__Task description__.
Nothing other than an exact copy of the lines from the one containing "Where can the pink" through the last line of the listing below should be written.

__Material for this task__.
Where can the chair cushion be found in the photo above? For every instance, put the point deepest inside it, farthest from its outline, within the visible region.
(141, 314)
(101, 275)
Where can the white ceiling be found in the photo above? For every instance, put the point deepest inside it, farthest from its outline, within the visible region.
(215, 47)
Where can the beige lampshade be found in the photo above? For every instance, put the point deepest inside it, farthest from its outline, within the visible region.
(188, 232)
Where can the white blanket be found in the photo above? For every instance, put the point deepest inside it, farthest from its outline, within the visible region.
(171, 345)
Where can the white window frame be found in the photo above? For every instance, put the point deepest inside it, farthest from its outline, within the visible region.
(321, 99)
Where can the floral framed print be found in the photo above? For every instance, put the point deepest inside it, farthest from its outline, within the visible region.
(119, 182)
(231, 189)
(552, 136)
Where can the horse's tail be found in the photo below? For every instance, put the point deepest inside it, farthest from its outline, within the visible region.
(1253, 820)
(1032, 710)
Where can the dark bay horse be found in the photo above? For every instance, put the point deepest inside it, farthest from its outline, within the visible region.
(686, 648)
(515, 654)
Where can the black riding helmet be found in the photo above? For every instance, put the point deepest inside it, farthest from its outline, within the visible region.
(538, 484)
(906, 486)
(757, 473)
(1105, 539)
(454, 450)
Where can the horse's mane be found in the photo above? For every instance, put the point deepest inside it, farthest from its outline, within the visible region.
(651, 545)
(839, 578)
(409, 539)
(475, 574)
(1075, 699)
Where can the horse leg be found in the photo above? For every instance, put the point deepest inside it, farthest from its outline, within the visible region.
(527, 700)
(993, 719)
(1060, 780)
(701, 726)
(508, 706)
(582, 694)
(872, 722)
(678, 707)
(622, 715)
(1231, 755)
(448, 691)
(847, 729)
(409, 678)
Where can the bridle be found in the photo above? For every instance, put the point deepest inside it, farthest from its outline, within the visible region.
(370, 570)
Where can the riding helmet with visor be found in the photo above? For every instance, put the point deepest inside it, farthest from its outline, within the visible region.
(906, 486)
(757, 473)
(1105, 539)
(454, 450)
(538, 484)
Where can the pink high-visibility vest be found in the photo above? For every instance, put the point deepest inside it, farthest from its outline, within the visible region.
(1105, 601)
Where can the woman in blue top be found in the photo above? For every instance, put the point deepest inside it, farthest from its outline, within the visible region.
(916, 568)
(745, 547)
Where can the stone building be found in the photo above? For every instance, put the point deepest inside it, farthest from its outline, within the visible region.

__Written solution__.
Where can the pink high-visibility vest be found in the photo above? For every instance, put the point deepest inside it, farthest from its outline, within the visible region.
(1105, 601)
Where can the woman in blue top be found in the photo above? For every instance, put the point deepest inside it, farthest from its outline, within the visible region.
(916, 568)
(745, 547)
Where can the stone building be found in the photo above? For every instance, put the point deepest inside it, farthest from its outline, within the visible region.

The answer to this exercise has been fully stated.